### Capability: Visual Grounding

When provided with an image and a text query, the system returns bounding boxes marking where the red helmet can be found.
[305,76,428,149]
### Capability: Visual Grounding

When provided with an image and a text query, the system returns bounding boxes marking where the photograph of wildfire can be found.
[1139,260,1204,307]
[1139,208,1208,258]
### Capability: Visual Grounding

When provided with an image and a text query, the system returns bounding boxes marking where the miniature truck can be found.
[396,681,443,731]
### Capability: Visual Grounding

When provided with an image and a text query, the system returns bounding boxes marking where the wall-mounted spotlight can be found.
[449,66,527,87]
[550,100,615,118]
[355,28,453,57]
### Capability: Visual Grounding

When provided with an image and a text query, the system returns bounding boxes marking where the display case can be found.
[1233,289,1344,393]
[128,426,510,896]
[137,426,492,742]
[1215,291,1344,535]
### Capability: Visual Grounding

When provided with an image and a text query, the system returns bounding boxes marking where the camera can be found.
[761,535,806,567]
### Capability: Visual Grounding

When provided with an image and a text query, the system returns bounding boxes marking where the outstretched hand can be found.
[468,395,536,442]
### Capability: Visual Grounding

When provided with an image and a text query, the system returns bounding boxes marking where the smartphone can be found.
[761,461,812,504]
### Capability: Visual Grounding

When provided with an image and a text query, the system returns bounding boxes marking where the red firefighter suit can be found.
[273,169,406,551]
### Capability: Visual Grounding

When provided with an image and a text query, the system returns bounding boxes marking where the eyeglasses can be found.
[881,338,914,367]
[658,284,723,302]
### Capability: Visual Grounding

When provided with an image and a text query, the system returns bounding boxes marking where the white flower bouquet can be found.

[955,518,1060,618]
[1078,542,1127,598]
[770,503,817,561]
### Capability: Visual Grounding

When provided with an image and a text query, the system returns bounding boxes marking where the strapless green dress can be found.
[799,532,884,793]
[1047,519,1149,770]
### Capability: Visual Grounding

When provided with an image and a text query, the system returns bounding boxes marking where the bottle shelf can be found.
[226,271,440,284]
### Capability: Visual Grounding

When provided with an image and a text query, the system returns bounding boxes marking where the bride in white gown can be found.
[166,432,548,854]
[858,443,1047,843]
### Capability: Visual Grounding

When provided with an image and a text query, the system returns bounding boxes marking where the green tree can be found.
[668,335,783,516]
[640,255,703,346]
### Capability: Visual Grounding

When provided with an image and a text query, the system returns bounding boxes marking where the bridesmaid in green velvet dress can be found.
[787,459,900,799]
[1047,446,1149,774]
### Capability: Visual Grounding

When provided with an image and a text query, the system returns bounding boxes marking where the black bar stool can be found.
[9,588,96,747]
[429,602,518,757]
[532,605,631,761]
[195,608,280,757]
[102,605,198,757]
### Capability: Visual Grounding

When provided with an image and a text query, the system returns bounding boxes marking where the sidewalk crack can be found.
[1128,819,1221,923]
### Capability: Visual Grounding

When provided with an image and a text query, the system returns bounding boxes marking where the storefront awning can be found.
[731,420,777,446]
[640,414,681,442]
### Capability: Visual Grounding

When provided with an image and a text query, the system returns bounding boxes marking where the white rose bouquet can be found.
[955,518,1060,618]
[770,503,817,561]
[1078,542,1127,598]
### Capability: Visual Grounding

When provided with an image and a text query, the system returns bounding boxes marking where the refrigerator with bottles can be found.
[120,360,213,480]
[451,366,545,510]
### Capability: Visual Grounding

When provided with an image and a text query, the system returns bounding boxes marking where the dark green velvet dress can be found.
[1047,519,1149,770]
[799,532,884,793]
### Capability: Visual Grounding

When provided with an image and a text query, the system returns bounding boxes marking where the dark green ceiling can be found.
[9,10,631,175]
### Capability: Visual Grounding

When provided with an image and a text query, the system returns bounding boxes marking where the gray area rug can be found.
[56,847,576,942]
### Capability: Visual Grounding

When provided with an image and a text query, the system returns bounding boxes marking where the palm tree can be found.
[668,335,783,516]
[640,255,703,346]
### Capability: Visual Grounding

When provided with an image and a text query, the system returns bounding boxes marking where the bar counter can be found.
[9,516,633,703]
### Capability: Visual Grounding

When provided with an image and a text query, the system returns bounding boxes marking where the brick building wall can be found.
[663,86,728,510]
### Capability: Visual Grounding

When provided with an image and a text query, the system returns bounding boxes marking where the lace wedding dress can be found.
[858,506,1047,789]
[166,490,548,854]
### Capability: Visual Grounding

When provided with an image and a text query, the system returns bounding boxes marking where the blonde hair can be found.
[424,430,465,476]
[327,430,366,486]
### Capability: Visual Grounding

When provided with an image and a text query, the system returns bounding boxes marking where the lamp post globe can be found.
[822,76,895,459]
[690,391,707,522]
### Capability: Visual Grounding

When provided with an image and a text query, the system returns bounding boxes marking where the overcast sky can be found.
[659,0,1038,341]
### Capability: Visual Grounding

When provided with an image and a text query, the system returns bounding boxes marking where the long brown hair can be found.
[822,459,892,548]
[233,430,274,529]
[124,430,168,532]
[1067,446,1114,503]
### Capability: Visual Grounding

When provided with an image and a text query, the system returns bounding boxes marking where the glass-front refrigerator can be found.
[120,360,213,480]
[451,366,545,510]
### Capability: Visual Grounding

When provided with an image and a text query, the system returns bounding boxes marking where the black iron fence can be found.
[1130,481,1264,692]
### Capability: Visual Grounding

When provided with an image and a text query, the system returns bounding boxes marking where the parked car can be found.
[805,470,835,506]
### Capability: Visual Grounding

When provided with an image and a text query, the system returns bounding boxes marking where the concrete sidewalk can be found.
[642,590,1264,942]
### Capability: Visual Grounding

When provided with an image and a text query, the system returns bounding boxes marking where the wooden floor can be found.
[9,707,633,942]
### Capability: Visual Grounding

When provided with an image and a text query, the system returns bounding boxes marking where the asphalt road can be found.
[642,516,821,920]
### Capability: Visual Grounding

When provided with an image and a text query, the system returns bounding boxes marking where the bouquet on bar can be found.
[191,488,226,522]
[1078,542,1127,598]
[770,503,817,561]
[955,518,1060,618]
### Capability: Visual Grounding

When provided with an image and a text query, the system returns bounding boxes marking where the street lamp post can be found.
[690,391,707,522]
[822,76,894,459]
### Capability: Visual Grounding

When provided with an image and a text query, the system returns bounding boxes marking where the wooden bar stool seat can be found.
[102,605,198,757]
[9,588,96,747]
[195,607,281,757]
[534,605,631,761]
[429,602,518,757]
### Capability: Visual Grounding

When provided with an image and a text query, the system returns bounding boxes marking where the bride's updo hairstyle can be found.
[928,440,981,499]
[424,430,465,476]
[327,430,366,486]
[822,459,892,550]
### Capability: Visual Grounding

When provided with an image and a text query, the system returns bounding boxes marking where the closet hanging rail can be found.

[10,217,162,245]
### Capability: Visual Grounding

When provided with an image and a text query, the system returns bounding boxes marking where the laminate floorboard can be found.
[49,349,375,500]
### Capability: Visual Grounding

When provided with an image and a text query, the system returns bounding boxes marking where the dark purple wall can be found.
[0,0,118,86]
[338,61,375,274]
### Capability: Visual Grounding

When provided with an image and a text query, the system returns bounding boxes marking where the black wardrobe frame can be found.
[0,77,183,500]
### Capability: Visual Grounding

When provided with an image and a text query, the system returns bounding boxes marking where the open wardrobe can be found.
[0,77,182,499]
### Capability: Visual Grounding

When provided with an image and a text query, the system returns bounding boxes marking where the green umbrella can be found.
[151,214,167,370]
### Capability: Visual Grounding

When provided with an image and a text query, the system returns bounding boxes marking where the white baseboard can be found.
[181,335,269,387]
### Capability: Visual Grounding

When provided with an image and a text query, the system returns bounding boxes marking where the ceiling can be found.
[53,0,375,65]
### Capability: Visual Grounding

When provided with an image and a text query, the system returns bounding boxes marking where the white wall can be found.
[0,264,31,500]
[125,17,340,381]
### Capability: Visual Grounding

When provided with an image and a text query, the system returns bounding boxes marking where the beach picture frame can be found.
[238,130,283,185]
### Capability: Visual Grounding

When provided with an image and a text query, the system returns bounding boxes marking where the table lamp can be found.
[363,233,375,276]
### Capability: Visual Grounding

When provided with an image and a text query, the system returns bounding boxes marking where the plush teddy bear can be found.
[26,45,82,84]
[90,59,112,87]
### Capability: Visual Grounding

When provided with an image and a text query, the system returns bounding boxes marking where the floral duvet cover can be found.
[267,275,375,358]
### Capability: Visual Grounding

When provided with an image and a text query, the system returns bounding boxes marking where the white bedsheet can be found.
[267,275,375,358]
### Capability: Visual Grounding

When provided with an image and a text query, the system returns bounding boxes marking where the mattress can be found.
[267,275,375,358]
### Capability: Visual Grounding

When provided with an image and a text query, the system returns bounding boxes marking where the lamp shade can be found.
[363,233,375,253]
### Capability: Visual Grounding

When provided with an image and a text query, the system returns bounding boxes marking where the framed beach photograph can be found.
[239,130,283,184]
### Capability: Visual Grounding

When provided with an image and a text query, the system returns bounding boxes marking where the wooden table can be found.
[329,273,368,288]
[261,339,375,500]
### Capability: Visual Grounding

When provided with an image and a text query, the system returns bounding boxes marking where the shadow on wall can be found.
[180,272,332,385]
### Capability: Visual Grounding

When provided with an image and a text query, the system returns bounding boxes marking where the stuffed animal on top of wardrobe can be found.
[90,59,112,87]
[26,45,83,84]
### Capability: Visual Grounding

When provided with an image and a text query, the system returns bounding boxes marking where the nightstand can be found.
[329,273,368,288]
------------
**AUFGABENSTELLUNG**
Geben Sie ausschließlich alles vom Beginn der Zeilen bis hinunter zur Zeile mit „[355,28,453,57]“ (einschließlich) als zweispaltige CSV mit den Spalten „eingabe“ und „ausgabe“ aus. Dabei gilt: eine CSV-Zeile pro Text samt zugehöriger Antwort, jedes Feld in Anführungszeichen, Zeilenumbrüche durch Leerzeichen ersetzt.

**LÖSUNG**
eingabe,ausgabe
"### Capability: Visual Grounding When provided with an image and a text query, the system returns bounding boxes marking where the red helmet can be found.","[305,76,428,149]"
"### Capability: Visual Grounding When provided with an image and a text query, the system returns bounding boxes marking where the photograph of wildfire can be found.","[1139,260,1204,307] [1139,208,1208,258]"
"### Capability: Visual Grounding When provided with an image and a text query, the system returns bounding boxes marking where the miniature truck can be found.","[396,681,443,731]"
"### Capability: Visual Grounding When provided with an image and a text query, the system returns bounding boxes marking where the wall-mounted spotlight can be found.","[449,66,527,87] [550,100,615,118] [355,28,453,57]"